_Task instructions_: Render everything from the line containing "Note: spot the dark" down to the end of the records below as a numbered list, skipping any blank lines.

_Dataset entries_:
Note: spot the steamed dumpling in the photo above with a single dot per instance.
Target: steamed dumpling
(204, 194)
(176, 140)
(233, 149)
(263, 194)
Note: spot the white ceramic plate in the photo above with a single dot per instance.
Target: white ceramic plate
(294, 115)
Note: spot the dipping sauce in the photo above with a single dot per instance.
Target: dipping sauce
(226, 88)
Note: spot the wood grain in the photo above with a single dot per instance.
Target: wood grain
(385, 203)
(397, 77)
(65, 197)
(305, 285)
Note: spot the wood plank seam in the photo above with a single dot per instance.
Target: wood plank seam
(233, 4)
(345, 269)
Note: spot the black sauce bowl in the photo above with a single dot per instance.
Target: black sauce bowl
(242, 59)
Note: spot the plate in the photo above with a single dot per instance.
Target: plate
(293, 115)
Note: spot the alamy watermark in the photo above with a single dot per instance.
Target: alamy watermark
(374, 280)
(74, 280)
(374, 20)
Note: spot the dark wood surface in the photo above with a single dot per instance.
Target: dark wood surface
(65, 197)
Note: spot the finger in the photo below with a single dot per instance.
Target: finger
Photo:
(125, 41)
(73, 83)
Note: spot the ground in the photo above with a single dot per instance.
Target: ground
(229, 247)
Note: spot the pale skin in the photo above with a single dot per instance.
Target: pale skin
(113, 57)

_Correct output_:
1. Note: spot the dark wood surface in the photo above with a single dot per instance.
2. Target: dark wood surface
3. (65, 197)
4. Note: spot the finger in the photo below with a single dot per instance.
5. Target: finger
6. Photo:
7. (125, 41)
8. (73, 83)
9. Note: spot the ground in the photo above with a single dot per instance.
10. Target: ground
11. (229, 247)
12. Note: spot the pale skin in the photo above with a single dot per instance.
13. Target: pale skin
14. (113, 57)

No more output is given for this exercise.